[Série de tâches]:
a – Recopiez le passage du texte sur la série Chair tendre compris entre « De l’inédit dans » et « jamais personne auparavant. », inclus.
b – D'après le texte sur la série Chair tendre, quelle part de la population n'est née ni homme ni femme ?
c – Présentez sous forme de liste le paragraphe du texte sur la série Chair tendre qui commence par « Chair tendre met en lumière Sasha », en gardant ses faits principaux.

De l’inédit dans le genre ultra-codé et ultra-connu de la série ado : la mise en lumière des adolescents intersexués. Cette production française formidable filme les genres, les errements, les hésitations, les doutes et les pulsions de jeunes adultes comme jamais personne auparavant.
Chair tendre met en lumière Sasha, 17 ans, nouvellement arrivé dans le lycée, la ville, l’endroit où se déroule l’intrigue – qui pourrait être n’importe où en France. Sasha s’impose en tant que fille, même s’il est né garçon. Une identité trouble qu’iel peine à gérer, pris entre ses tourments familiaux (famille assez dysfonctionnelle), ses tourments passés (harcèlement à cause de son genre pas vraiment déterminé) et ses tourments amoureux (Sasha est autant attiré par Alex que par Anna). Cette difficile acceptation de soi, notamment dans l' »âge ingrat » qu’est la fin de l’adolescence, va s’accroître quand Sasha va apprendre qu’il est né dans un corps intersexe, sans genre défini, et qu’il a été suivi médicalement, avec accord parental, pour finalement lui attribuer un genre masculin dès ses premières années. Sasha est, comme un peu plus de 1% de la population, à n’être né ni homme ni femme, mais avec des variations de genre et de sexe qui en font un être complexe et non déterminé de manière biologique. Sujet inédit, tabou même, évidemment casse-gueule. Mais le résultat est aussi simple que magnifique.

[Données affichées]:
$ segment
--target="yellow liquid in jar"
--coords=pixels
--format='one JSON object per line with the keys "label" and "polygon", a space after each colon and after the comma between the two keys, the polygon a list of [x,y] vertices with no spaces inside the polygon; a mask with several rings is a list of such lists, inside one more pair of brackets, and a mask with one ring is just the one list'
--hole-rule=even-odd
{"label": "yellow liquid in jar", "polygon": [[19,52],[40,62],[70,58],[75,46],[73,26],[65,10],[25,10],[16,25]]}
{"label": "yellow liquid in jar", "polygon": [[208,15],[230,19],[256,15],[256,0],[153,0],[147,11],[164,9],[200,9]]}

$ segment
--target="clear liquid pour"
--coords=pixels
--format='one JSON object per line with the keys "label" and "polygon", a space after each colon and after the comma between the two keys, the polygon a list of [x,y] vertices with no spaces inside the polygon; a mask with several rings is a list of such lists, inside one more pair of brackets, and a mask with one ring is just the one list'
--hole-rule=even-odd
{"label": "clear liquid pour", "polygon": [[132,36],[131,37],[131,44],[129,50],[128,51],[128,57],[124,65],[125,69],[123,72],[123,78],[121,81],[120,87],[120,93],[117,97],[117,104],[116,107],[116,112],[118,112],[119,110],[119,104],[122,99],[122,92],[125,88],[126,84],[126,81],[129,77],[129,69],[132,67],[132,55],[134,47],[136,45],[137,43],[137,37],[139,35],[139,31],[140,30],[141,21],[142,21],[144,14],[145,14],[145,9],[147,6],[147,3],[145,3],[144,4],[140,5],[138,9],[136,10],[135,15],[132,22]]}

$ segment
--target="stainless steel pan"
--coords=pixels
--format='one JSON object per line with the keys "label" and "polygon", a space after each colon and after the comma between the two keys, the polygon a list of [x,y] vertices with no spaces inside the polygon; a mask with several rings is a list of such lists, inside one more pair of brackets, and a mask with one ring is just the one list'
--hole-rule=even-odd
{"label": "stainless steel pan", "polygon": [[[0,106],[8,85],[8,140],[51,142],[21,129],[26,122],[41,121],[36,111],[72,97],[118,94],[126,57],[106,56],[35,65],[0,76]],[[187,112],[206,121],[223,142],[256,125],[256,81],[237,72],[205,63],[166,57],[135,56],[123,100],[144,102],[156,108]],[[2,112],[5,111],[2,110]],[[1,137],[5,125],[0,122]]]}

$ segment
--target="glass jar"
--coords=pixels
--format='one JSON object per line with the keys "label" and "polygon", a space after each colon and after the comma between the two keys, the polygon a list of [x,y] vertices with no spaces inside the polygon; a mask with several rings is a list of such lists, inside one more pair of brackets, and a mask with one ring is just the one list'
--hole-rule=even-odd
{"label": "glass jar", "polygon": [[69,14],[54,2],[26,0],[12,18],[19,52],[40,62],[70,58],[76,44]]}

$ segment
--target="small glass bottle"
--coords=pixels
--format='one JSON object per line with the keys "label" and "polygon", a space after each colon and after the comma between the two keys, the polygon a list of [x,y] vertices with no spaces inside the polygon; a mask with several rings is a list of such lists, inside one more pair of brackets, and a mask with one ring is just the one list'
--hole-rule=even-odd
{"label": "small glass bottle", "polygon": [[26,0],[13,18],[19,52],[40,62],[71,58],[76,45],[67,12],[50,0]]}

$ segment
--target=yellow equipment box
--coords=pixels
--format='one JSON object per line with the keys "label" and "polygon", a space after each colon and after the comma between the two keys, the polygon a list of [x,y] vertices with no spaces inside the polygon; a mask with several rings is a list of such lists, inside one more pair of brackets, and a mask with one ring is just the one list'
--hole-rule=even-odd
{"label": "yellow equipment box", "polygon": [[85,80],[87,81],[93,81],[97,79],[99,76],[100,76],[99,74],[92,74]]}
---
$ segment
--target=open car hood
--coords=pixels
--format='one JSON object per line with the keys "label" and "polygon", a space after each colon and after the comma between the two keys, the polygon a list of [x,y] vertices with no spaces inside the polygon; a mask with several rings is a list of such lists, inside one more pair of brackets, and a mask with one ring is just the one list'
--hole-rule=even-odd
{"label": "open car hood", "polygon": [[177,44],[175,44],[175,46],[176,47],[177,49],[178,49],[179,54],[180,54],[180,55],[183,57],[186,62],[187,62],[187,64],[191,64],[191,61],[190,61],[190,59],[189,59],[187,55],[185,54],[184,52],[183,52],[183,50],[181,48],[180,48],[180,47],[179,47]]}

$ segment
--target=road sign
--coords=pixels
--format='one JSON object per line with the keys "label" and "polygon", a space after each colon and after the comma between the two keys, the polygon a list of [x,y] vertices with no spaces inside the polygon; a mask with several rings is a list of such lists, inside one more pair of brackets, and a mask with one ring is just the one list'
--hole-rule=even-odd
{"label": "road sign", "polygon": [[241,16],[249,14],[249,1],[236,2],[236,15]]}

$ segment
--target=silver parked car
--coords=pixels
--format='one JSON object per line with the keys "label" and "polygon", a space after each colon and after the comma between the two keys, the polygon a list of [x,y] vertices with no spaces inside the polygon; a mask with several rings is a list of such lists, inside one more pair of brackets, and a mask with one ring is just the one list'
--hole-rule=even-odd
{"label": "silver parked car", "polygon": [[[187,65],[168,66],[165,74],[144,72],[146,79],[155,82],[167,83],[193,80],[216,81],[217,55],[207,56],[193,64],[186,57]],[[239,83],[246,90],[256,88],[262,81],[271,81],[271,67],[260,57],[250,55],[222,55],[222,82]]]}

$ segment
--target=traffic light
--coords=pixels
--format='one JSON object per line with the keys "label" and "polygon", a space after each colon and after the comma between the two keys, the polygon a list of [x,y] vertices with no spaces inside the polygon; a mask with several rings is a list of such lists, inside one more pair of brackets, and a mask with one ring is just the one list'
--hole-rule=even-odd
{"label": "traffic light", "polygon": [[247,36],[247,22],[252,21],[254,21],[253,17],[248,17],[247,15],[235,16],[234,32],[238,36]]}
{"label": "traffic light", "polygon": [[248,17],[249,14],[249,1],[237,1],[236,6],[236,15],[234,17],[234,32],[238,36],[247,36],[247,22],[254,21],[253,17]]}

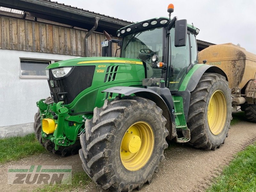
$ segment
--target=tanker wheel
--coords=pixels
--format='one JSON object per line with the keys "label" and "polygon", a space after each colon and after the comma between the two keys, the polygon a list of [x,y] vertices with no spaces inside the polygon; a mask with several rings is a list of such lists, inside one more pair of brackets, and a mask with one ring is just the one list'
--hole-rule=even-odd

[Liste des réponses]:
a –
De l’inédit dans le genre ultra-codé et ultra-connu de la série ado : la mise en lumière des adolescents intersexués. Cette production française formidable filme les genres, les errements, les hésitations, les doutes et les pulsions de jeunes adultes comme jamais personne auparavant.

b – Un peu plus de 1 % de la population.

c –
- Sasha, 17 ans, arrive dans un nouveau lycée et une nouvelle ville, dans un cadre qui pourrait être n'importe où en France.
- Né garçon, Sasha s'impose en tant que fille et peine à gérer cette identité trouble.
- Sasha vit des tourments familiaux (famille assez dysfonctionnelle), passés (harcèlement à cause d'un genre pas vraiment déterminé) et amoureux (attirance pour Alex autant que pour Anna).
- Cette difficile acceptation de soi, à la fin de l'adolescence, s'accroît quand Sasha apprend être né dans un corps intersexe. Avec accord parental, un suivi médical a finalement attribué à Sasha un genre masculin dès ses premières années.
- Comme un peu plus de 1 % de la population, Sasha n'est ni homme ni femme de naissance et présente des variations de genre et de sexe.
- Le sujet est inédit, tabou et casse-gueule, mais le résultat est aussi simple que magnifique.